— Document segment —
□ □ □ □
Cohabitation | Myths Debunked
Updated: Oct 3
When purchasing a property with a partner, the last thing on either party’s mind will be a separation. But what will happen if you do separate?
There is a myth that there is a rule or law regarding common-law husbands and wives. The reality is, this does not exist.
The law relating to couples that are not married is the Trusts of Land and Appointment of Trustees Act 1996. You do not particularly need to know the ins and outs of this Act, however, it must be known that you do not automatically have rights like a married couple would do – even if you have lived together for a considerable period of time and even if you have children together.
It is becoming even more popular that couples are choosing not to marry, and therefore it is becoming even more important that couples are aware, understand and address the issues that affect unmarried couples differently.
This may include issues such as:
Purchasing property together;
If one person owns a property;
Parental responsibility relating to children;
Even medical emergencies and death may be complicated. If you die and you have separate bank accounts, your parent will not legally be able to access your bank account. State pensions are not automatically passed on to your partner either.
□ □ □ □
— Problem requirements —
Continue the piece on cohabitation myths for unmarried couples from the point where it stops.
□ □ □ □
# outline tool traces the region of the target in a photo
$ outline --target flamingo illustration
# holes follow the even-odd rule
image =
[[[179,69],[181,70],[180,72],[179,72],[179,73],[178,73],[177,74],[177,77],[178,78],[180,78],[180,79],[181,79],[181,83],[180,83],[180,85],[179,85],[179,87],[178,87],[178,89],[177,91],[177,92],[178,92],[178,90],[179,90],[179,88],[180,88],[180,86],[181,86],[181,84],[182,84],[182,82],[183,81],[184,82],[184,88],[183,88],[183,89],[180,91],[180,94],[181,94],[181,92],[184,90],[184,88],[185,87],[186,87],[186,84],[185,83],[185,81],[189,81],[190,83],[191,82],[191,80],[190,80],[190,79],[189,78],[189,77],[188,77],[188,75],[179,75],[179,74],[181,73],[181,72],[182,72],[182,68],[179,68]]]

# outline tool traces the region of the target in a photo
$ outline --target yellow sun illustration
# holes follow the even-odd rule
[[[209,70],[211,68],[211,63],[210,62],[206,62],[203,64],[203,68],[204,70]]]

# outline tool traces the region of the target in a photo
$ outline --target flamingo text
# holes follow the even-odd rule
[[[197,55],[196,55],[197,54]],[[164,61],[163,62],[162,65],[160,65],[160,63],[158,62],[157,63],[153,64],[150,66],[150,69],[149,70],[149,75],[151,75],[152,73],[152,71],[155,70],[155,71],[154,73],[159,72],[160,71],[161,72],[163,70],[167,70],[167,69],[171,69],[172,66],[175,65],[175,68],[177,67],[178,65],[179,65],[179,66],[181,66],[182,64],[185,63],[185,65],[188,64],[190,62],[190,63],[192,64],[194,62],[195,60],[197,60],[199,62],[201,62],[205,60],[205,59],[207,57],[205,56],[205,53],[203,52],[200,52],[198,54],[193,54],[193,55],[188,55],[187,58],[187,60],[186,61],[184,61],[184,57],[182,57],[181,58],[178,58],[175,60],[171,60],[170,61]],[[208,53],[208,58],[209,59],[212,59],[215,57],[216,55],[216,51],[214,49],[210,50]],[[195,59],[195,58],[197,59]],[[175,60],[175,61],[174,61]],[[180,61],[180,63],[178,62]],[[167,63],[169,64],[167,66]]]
□ □ □ □
— Exercise output —
To make sure that you and your partner’s interests are protected, you may wish to consider making a Will and Lasting Powers of Attorney.
Your Will is your legacy and a way to protect your loved ones when you die. If you do not prepare well, the consequences can be expensive, and it will make it an even more difficult time for your loved ones.
The information provided in this article is not intended to constitute legal advice and you should take full and comprehensive legal advice on your individual circumstances by a fully qualified Solicitor before you embark on any course of action.